Exercise prompt —
From the data below, keep only the lines that contain the string "skin" and copy each of them out. Case counts, so match capitals and lowercase letters exactly.

Information provided —

════════════════════

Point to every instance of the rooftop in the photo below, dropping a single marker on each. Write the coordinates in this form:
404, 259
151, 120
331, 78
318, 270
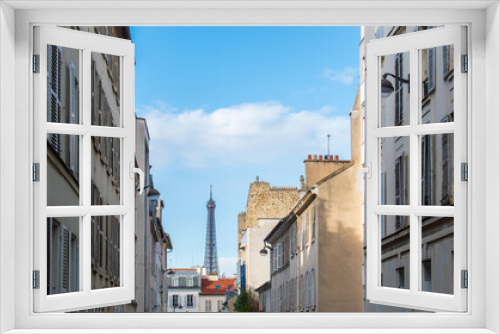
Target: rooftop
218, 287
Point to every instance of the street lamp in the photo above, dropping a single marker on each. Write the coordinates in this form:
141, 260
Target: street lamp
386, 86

════════════════════

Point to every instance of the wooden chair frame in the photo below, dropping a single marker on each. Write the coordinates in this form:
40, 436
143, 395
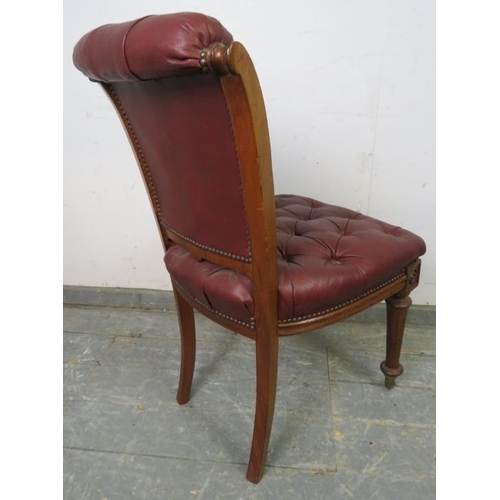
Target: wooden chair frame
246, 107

════════════════════

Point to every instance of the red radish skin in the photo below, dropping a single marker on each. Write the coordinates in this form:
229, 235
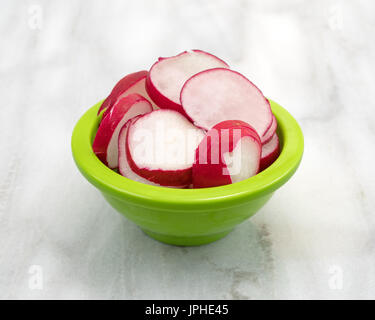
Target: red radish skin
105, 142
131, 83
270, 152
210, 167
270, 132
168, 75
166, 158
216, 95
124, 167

════════════════════

Exercise answer —
Point to every instance of the red radish skin in the photo below, dropping a single marker on each. Write the coordinates in this form:
Target: red radish skin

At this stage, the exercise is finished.